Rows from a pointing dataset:
►

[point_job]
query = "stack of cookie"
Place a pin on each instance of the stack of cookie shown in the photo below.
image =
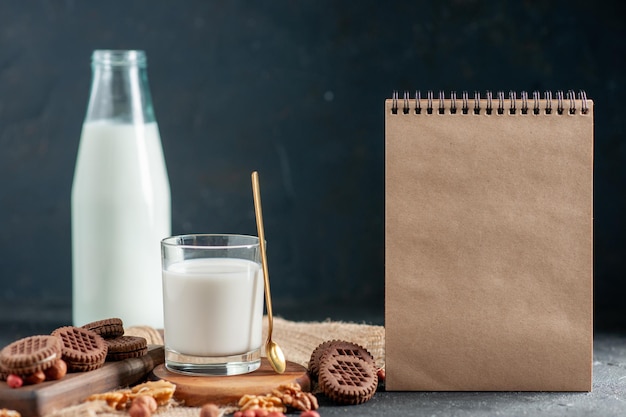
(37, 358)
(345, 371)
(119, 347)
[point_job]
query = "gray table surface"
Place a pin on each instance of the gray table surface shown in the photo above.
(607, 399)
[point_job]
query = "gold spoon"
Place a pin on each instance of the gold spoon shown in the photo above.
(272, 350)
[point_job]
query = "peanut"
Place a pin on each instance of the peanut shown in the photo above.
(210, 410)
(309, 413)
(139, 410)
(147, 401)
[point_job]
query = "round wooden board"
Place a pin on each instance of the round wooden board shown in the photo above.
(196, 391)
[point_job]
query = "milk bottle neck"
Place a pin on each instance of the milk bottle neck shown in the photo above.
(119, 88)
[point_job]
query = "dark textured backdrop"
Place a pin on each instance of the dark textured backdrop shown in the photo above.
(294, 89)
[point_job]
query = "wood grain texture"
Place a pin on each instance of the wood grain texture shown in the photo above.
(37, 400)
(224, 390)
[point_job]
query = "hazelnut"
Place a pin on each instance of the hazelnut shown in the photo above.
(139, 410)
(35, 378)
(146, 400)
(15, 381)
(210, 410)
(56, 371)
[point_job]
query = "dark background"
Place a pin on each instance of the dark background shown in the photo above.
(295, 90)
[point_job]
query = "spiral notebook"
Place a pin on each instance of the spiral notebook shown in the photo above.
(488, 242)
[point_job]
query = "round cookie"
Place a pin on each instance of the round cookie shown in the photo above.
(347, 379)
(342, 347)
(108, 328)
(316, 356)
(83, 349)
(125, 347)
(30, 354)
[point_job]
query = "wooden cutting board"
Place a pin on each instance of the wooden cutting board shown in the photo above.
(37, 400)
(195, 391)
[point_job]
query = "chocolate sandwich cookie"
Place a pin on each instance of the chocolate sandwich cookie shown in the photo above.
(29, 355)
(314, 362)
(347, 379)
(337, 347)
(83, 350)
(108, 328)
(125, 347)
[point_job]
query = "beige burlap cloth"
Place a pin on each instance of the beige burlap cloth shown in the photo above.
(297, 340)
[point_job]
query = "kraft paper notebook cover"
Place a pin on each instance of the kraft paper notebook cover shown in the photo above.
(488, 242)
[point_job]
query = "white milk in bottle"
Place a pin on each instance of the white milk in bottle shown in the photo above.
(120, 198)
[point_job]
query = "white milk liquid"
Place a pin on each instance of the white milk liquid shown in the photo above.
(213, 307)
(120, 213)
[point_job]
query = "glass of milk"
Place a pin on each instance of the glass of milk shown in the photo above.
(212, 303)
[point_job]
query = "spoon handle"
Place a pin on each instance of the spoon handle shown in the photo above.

◄
►

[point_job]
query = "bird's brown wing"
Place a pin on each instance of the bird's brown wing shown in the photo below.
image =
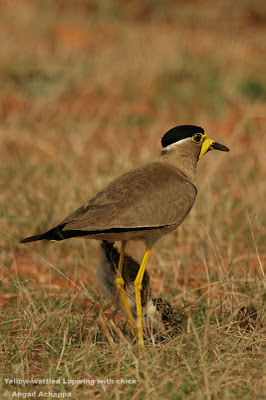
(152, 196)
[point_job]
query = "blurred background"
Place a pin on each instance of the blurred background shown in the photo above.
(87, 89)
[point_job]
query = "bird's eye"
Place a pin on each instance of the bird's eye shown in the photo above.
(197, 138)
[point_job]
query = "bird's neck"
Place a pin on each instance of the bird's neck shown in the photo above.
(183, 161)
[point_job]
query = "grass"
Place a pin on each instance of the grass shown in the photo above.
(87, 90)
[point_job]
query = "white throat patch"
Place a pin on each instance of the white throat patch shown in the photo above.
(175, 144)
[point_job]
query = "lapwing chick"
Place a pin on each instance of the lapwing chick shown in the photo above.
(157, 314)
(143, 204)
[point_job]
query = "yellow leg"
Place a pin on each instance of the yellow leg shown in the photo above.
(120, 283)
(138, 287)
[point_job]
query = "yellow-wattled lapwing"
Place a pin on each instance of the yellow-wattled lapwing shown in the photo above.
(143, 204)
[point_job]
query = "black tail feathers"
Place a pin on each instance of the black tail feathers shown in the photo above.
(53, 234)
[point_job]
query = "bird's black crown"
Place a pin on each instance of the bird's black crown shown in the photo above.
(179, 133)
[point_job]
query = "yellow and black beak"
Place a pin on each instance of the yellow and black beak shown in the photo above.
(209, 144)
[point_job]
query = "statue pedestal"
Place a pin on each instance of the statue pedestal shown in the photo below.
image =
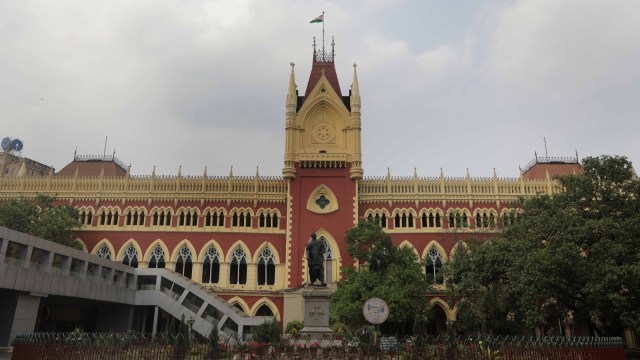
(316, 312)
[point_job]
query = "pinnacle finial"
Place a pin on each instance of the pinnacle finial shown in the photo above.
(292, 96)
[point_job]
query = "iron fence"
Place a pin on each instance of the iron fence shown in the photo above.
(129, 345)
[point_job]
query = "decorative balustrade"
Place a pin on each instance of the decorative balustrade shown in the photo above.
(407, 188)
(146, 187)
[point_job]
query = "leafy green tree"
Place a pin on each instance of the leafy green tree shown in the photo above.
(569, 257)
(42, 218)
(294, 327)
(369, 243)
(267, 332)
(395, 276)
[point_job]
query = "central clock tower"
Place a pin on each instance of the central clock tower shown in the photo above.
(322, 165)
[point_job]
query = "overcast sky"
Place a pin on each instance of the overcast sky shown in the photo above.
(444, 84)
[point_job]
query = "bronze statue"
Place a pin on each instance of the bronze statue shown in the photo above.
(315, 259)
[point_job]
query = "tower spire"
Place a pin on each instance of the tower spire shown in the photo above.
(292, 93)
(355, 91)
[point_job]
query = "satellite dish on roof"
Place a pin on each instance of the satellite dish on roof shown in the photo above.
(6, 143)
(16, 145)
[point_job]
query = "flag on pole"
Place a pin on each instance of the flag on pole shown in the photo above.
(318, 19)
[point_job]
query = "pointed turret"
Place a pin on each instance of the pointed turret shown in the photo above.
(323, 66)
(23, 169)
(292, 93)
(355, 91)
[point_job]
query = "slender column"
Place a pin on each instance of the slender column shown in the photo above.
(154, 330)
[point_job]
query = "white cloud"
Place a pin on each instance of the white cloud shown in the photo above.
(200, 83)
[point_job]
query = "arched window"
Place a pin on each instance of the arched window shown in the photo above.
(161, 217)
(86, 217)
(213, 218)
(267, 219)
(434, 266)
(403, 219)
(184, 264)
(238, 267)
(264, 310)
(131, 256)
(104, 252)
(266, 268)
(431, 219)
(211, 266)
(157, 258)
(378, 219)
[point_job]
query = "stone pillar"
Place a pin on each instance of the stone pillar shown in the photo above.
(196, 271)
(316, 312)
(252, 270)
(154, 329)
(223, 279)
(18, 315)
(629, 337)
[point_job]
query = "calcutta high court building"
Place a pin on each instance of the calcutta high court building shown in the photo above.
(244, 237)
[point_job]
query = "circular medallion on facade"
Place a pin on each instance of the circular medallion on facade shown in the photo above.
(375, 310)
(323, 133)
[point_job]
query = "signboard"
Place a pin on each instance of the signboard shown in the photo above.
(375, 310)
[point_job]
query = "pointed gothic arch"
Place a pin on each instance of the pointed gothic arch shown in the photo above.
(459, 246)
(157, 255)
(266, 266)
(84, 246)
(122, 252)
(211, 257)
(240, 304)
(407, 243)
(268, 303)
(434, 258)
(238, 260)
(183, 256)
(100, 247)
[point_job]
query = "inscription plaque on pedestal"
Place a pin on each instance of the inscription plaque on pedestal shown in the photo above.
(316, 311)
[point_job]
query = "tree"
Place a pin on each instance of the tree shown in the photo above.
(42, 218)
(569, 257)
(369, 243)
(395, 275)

◄
►

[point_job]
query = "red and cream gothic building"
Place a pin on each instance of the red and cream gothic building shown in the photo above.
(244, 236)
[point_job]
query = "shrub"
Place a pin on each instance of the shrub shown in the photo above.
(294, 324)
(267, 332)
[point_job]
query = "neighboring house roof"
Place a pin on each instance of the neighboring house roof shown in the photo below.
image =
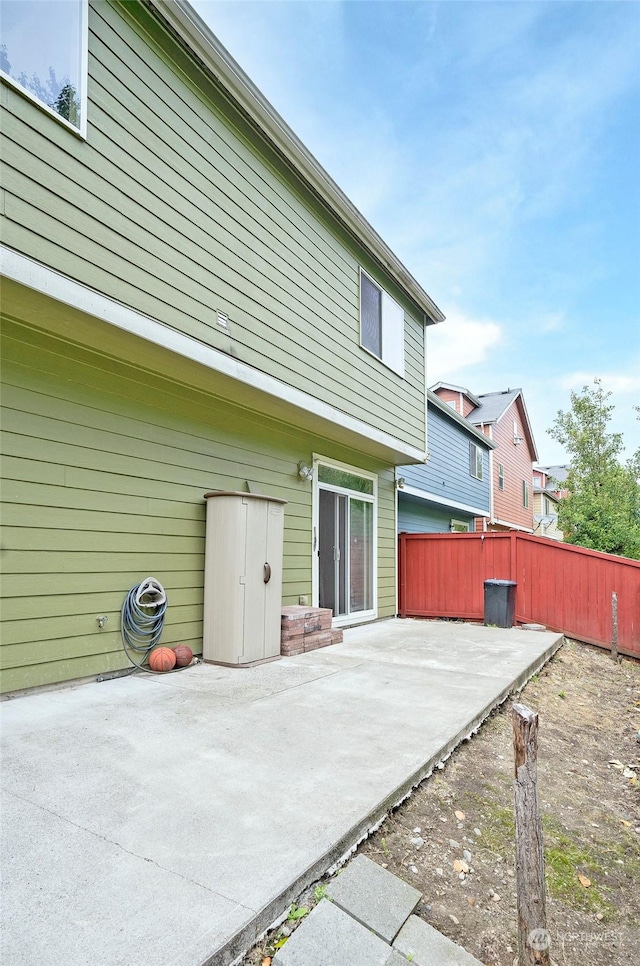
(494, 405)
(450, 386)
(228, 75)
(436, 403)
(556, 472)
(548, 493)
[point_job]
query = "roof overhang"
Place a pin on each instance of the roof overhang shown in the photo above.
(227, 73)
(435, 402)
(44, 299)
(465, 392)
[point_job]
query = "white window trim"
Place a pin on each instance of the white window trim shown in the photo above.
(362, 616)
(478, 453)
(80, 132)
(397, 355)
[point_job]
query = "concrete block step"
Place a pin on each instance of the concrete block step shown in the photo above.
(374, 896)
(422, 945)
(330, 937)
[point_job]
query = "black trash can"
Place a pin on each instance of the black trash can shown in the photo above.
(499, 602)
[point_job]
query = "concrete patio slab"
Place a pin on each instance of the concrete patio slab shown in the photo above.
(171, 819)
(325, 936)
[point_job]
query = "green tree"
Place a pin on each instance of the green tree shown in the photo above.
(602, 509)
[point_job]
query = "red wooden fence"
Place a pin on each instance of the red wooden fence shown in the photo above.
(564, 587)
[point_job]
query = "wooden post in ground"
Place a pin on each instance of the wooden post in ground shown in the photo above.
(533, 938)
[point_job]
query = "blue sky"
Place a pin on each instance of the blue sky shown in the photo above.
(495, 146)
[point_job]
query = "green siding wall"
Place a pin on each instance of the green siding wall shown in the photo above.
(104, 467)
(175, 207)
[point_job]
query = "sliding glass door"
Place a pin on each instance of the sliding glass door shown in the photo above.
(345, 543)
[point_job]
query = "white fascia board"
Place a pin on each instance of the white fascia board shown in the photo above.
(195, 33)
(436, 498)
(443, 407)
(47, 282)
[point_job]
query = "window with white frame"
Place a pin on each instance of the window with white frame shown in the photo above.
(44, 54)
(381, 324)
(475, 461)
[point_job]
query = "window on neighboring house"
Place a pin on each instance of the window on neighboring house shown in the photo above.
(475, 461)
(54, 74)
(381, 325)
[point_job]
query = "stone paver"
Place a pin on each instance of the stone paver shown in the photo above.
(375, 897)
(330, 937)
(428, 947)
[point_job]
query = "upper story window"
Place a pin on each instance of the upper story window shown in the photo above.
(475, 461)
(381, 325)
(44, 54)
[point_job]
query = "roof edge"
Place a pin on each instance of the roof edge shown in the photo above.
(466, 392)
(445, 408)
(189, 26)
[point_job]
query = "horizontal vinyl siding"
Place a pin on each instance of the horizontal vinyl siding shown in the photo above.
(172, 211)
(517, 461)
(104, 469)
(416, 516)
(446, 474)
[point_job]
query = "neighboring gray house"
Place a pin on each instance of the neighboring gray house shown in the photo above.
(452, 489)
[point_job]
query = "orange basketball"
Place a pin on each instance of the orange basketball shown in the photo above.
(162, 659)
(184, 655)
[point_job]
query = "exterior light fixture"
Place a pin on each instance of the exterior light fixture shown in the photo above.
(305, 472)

◄

| Short task |
Report every line of the records above that contains the word "statue", copying each such line in full.

| Exercise response |
query = "statue pedestal"
Place a pin on each instance of the statue pedestal shown in the photo below.
query = "bronze statue"
Place a pin on each instance of the bronze statue shown in the photo above.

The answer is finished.